- TEXTE FOURNI -
**********
Le BODIPY ne brillant qu’avec des molécules dispersées, la question de la colle était réglée. Mais s’ajoutent alors d’autres problèmes liés aux différents types d’empreintes et la problématique de vitesse de pénétration des molécules de BODIPY sur les empreintes, pour qu’il les révèle correctement. Pour en savoir plus, « Je vous invite à aller voir les travaux de la Dr Alexandra Sauvêtre , à qui tout ce projet doit beaucoup » nous a chaudement recommandé M. Galmiche.

Il existe encore de nombreuses améliorations pour perfectionner les techniques au service des enquêtes policières. Une autre piste actuellement étudiée est celle de la datation des empreintes digitales : une telle découverte permettrait d’établir une chronologie précise des actions sur une scène de crime, améliorant grandement la compréhension des enquêteurs.

Fiche métier: Ingénieur de recherche

Laurent Galmiche, ingénieur de recherche au laboratoire de photophysique et photochimie supramoléculaire et macromoléculaire (PPSM).

C’est quoi un ingénieur de recherche ?

LG : Ça fait partie de la famille des “personnels d’appuis à la recherche” essentiels au fonctionnement d’un laboratoire, qui exercent des métiers un peu méconnus comparativement aux chercheurs ou aux maîtres de conférence. Ce sont des métiers dans le domaine de la recherche qui vont assurer des fonctions de services.

C’est-à-dire que l’on va s’assurer que les enseignants-chercheurs disposent d’équipements fonctionnels, parfois être responsable de leur bon fonctionnement. On va participer à des projets de recherche, mais sans la pression du chercheur qui doit trouver une nouvelle idée géniale tous les mois pour avoir des publications.
**********
- DONNÉES ENREGISTRÉES -
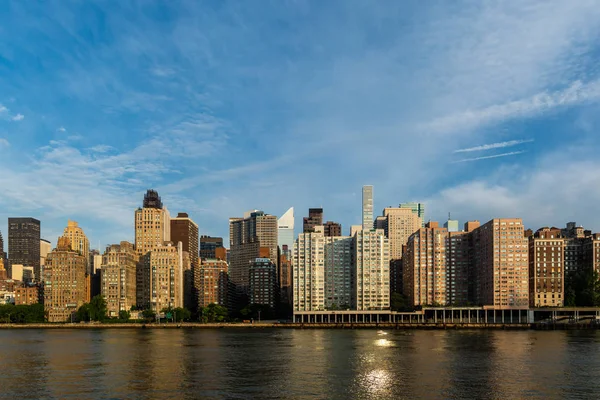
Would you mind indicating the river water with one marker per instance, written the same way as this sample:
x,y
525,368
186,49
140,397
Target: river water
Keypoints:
x,y
298,364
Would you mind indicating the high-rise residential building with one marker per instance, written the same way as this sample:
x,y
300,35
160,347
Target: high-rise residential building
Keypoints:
x,y
424,266
246,237
338,266
118,282
161,278
285,230
79,242
64,281
185,230
309,272
458,269
546,268
24,243
315,218
45,248
285,275
27,295
417,208
209,246
591,251
3,256
263,284
371,281
451,225
367,209
152,224
211,282
400,224
501,264
332,228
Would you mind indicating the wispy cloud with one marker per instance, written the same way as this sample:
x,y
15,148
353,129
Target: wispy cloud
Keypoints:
x,y
577,92
513,153
499,145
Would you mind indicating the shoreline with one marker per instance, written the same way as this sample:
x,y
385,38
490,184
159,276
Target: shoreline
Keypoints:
x,y
262,325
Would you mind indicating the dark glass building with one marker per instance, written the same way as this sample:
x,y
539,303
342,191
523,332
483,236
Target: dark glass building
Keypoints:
x,y
24,243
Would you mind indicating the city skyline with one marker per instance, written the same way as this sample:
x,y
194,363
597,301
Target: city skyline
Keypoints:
x,y
190,99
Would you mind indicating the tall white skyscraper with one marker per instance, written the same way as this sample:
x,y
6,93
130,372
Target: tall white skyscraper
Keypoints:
x,y
285,230
367,207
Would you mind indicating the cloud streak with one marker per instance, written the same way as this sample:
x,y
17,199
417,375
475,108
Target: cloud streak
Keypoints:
x,y
512,153
499,145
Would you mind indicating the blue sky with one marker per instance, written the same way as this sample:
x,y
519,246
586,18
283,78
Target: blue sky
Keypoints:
x,y
228,106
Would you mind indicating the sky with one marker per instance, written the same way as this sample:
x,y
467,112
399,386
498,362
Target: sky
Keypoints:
x,y
481,109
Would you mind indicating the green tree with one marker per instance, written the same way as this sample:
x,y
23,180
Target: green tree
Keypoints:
x,y
213,313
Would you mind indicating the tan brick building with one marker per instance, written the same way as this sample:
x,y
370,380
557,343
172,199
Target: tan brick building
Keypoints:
x,y
118,285
547,268
64,282
424,266
501,264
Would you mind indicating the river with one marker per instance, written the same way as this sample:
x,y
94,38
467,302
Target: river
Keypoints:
x,y
298,364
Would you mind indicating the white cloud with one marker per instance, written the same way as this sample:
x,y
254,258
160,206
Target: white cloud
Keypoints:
x,y
499,145
576,93
512,153
101,148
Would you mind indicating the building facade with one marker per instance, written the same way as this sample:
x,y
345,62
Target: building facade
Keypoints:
x,y
547,268
64,282
331,228
400,224
118,277
424,266
285,230
209,246
246,237
79,242
264,287
24,243
367,208
314,219
162,278
152,224
211,282
371,272
501,264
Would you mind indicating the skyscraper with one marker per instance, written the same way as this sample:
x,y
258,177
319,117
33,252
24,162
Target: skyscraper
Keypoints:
x,y
152,224
371,280
367,210
64,281
209,246
400,224
162,278
184,230
315,218
285,229
24,243
332,228
417,208
79,242
546,268
119,264
424,266
246,237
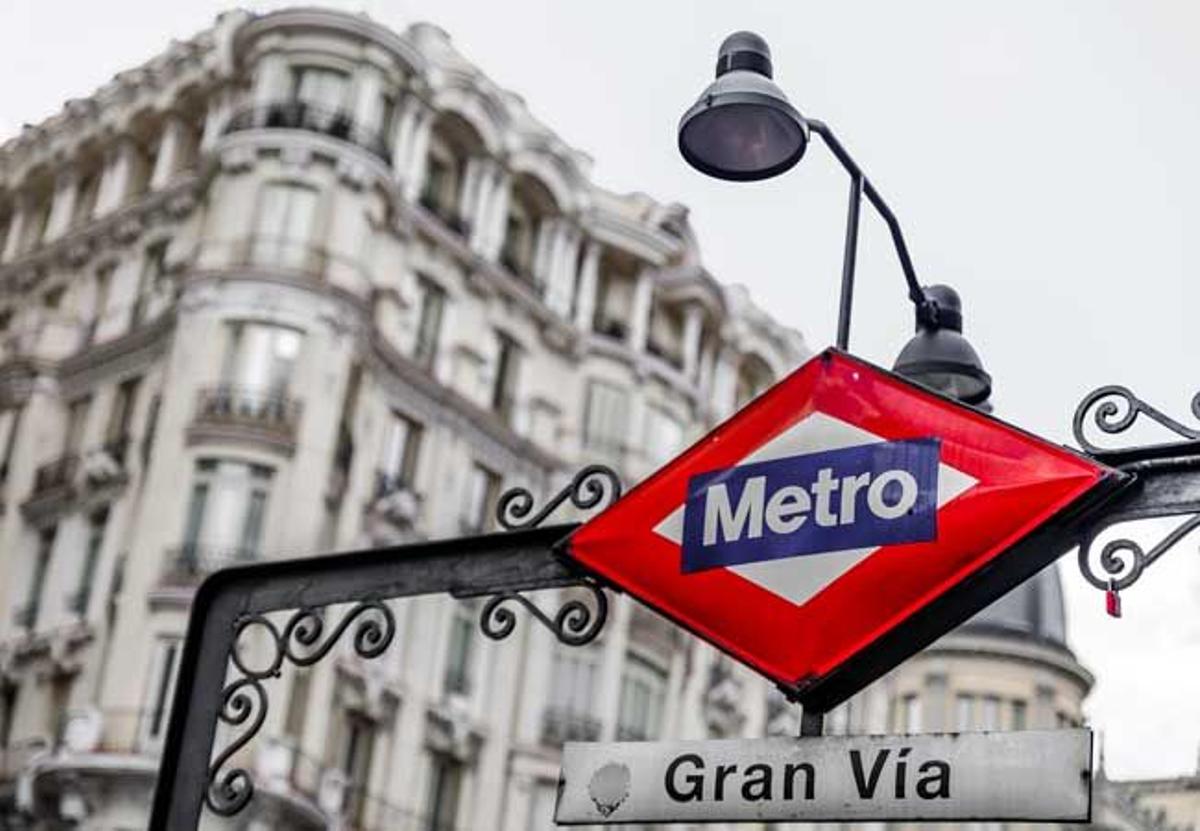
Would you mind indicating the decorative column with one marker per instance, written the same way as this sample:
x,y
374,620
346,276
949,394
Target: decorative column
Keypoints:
**********
- CONSIGNE -
Remplacez "projets de recherche" par "programmes de recherche" dans le passage du texte fourni compris entre "C’est-à-dire que l’on" et "avoir des publications.", bornes incluses, puis donnez ce passage modifié.

- RÉPONSE -
C’est-à-dire que l’on va s’assurer que les enseignants-chercheurs disposent d’équipements fonctionnels, parfois être responsable de leur bon fonctionnement. On va participer à des programmes de recherche, mais sans la pression du chercheur qui doit trouver une nouvelle idée géniale tous les mois pour avoir des publications.